Los argentinos tenemos el extraño récord de contar con tres directores de la Biblioteca Nacional que quedaron ciegos mientras ejercían su conducción: José Mármol, Paul Groussac y Jorge Luis Borges.

François-Paul Groussac (1848-1929) era un hombre de físico enjuto, irritable, mordaz y con fama de mal carácter. Llegó a la Argentina sin conocer el idioma y se convirtió en un eximio escritor y exégeta de nuestra historia.

Regresó a Francia para ser operado de cataratas. Su amigo Jorge Lavalle Cabo lo asistió personalmente en este trance. He aquí su testimonio: «La pérdida del ojo izquierdo, a consecuencia de la extracción del cristalino, indujo a Groussac, en 1925, a trasladarse a París para hacerse tratar el otro ojo por algún reputado oftalmólogo. Su gran amigo, el presidente Clemenceau,  médico de profesión, estrechamente vinculado al renombrado Doctor Poulard, los puso de inmediato en contacto.

▶ _Explora el material_:
1. Responde a partir del texto sobre Groussac:
(a) ¿Qué tres directores de la Biblioteca Nacional quedaron ciegos mientras la conducían?
(b) ¿En qué año se trasladó Groussac a París para tratarse el otro ojo?
(c) ¿Qué profesión tenía Clemenceau?
2. ¿Concuerdan estas afirmaciones con el texto sobre Groussac? Contesta sí o no y cita las palabras del texto que lo deciden.
(a) Groussac ya dominaba el idioma al llegar a la Argentina.
(b) Groussac perdió el ojo izquierdo a causa de la extracción del cristalino.
(c) Jorge Lavalle Cabo asistió personalmente a Groussac.
3. ¿Cómo sigue el texto sobre Groussac? Escribe su continuación a partir de la última oración.

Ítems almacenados

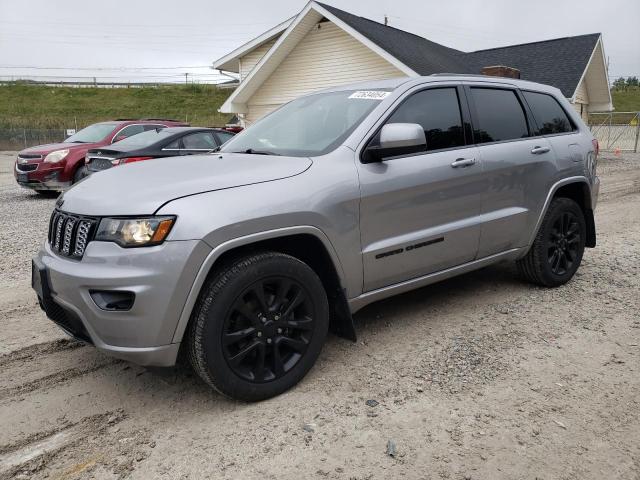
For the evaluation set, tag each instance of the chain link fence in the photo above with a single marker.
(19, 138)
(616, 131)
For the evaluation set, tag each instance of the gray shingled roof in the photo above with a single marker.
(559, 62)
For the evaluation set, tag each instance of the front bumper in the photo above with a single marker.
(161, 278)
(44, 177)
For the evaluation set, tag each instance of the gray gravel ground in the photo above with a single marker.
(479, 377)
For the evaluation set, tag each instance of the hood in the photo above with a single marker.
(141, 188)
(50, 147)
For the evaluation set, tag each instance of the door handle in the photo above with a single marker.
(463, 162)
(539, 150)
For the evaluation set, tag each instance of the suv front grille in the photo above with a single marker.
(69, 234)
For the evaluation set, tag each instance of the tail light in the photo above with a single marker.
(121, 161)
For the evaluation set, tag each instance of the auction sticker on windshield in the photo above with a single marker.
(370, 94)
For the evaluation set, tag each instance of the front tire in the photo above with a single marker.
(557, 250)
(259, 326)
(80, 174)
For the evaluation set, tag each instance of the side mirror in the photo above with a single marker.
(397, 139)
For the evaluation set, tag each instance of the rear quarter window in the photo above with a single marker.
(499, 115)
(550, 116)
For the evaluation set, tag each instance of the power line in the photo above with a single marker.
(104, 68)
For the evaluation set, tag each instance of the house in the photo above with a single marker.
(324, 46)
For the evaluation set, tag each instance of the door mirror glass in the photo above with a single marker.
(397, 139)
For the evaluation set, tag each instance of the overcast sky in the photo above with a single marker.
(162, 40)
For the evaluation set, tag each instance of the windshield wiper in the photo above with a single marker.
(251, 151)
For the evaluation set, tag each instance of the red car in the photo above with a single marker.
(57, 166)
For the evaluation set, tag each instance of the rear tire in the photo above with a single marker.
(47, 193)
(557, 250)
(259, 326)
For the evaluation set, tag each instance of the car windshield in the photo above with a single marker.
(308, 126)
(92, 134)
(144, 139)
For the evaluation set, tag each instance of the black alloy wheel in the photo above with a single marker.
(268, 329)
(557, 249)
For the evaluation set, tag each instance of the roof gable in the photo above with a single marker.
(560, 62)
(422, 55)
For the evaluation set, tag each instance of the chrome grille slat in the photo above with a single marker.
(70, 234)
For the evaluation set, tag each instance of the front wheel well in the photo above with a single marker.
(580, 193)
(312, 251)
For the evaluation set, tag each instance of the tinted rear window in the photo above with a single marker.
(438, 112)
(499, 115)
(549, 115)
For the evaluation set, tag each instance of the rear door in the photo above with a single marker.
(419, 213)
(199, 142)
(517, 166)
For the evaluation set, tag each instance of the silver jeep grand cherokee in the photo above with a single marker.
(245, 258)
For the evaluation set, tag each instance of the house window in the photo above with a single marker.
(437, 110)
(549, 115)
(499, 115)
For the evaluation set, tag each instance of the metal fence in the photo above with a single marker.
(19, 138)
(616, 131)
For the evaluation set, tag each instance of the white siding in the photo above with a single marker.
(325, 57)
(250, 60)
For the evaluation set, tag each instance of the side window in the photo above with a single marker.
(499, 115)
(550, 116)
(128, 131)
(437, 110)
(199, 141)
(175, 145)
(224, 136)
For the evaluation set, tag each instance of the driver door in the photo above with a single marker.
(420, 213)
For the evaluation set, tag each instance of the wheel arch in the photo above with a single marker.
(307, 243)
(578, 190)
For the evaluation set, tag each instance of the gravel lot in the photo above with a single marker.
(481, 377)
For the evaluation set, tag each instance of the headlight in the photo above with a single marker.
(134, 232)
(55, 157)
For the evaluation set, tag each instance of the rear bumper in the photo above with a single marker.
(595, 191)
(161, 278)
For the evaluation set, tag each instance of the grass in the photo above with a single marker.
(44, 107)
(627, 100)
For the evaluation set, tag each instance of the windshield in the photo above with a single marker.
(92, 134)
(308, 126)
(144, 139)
---
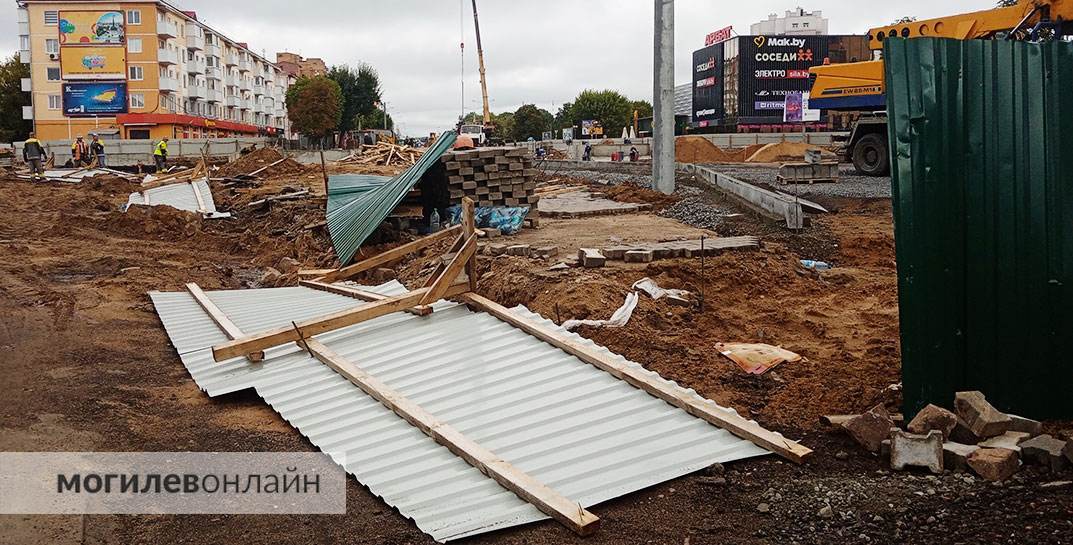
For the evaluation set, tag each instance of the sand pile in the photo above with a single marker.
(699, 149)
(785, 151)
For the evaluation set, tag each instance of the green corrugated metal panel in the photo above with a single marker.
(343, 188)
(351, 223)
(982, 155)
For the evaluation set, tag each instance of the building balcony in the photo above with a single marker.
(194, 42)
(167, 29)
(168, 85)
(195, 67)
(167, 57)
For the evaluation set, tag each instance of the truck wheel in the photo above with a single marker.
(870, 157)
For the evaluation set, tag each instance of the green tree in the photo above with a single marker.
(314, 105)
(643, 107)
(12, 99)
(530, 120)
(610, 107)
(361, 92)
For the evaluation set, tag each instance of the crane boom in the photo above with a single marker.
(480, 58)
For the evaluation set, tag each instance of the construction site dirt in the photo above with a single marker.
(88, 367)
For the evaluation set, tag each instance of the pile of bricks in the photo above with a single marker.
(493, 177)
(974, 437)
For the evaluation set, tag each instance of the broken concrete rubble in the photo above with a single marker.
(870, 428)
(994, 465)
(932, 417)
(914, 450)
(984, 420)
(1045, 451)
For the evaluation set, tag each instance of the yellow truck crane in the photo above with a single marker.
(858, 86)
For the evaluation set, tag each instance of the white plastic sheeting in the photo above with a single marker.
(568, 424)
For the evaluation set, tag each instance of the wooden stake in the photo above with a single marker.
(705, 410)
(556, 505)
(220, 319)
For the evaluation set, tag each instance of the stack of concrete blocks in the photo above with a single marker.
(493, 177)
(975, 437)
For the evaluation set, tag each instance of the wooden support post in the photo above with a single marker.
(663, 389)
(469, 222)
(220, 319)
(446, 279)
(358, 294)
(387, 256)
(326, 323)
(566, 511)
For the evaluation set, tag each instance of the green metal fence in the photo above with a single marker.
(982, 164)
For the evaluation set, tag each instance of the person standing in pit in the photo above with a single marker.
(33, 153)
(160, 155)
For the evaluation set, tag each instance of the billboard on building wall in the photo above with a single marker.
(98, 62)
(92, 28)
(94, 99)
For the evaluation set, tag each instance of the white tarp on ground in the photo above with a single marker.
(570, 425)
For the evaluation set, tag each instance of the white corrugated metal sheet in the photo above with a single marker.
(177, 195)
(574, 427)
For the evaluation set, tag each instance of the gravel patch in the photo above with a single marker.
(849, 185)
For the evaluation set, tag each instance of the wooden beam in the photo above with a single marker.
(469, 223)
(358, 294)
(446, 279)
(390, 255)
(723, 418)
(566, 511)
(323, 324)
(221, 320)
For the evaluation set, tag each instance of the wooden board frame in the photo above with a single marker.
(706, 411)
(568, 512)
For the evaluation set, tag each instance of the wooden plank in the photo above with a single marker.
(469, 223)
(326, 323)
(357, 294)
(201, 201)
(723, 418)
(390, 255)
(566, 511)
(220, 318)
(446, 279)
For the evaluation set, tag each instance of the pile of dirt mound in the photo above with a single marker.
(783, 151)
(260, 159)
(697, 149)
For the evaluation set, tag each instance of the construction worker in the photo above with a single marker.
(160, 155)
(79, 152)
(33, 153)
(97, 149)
--
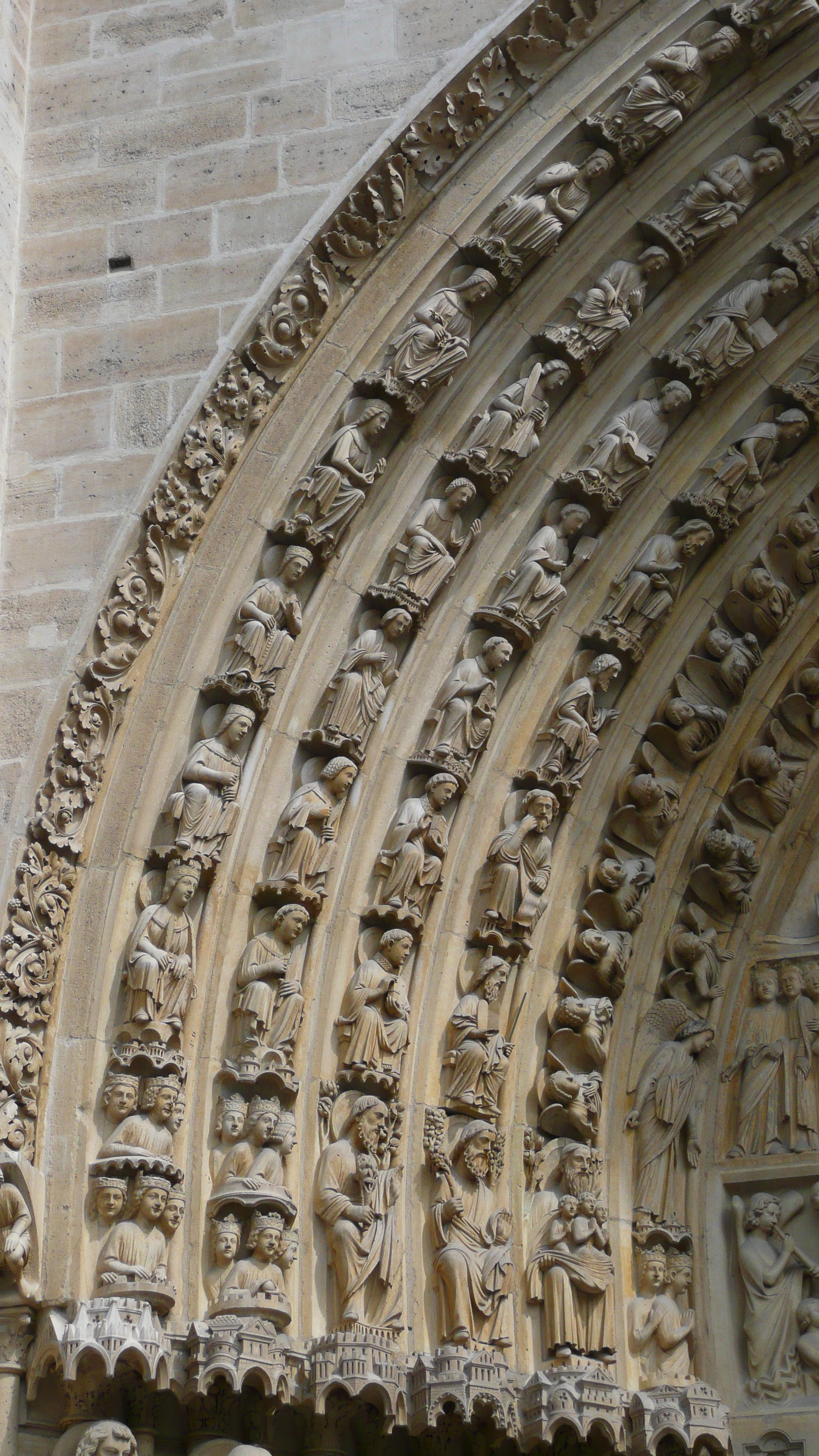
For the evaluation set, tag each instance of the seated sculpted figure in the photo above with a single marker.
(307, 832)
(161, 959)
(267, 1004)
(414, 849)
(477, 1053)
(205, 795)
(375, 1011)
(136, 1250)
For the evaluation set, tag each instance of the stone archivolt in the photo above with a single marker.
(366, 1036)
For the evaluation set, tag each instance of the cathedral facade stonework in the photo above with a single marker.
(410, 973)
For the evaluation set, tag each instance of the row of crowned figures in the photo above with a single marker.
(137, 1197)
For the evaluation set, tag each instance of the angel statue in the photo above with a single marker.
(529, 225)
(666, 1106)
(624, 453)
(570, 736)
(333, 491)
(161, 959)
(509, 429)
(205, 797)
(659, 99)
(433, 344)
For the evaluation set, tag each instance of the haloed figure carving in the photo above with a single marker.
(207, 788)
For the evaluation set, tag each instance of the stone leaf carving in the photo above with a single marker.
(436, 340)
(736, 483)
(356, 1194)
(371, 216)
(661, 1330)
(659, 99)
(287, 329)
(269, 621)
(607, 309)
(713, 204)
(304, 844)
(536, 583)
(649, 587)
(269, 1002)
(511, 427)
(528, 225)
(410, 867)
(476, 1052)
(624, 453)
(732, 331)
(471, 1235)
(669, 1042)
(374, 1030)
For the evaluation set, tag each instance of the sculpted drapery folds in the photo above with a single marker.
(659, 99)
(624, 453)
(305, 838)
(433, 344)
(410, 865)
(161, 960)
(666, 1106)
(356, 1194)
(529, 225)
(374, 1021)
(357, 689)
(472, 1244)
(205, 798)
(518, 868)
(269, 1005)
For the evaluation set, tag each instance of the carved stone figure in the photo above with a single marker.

▶ _Respuestas dadas_:
1.
(a) José Mármol, Paul Groussac y Jorge Luis Borges.
(b) En 1925.
(c) Era médico.

2.
(a) No: «Llegó a la Argentina sin conocer el idioma».
(b) Sí: «La pérdida del ojo izquierdo, a consecuencia de la extracción del cristalino».
(c) Sí: «Su amigo Jorge Lavalle Cabo lo asistió personalmente en este trance».

3.
»La operación fue decidida para unos días después, y se la practicó con éxito. La semana siguiente a la intervención era penosa, pues el operado debía permanecer con los ojos cerrados, con un vendaje impenetrable para la luz. No obstante el explicable pesimismo con que Groussac encaraba la situación, y los arranques propios de su temperamento nervioso, ese primer tiempo transcurrió regularmente, siendo todas las molestias y contrariedades vencidas por la solicitud de las dos hijas que le acompañaban.

»Yo le visitaba a diario, mañana y tarde. En la rive gauche, en uno de los pisos superiores del Hotel Lutecia, desde donde se domina gran parte de la urbe, que él anhelaba ver, me empeñaba yo en tranquilizar sus impaciencias, ingeniándome por enlazar temas, dar motivos a sus recuerdos, siempre frescos, ponerle en marcha, hacerle entrar en calor y dejar que hablara y hablara, con su gracia tan espontánea como amena…

»Una mañana, el Doctor Poulard le sacó el vendaje y comprobó que el órgano visual funcionaba a la perfección.Groussac, emocionado, vio el rostro gozoso de sus hijas… Cuando volví por la tarde el hombre había rejuvenecido y, exultante, se prometía orgías de luz para los días inmediatos. Esa noche, un agudo y prolongado dolor en el globo ocular le enervó sobremanera… Se hizo necesario practicar un examen prolijo. El resultado fue desastroso: había sobrevenido un glaucoma y el ojo estaba perdido. ¡Groussac quedaba completamente ciego!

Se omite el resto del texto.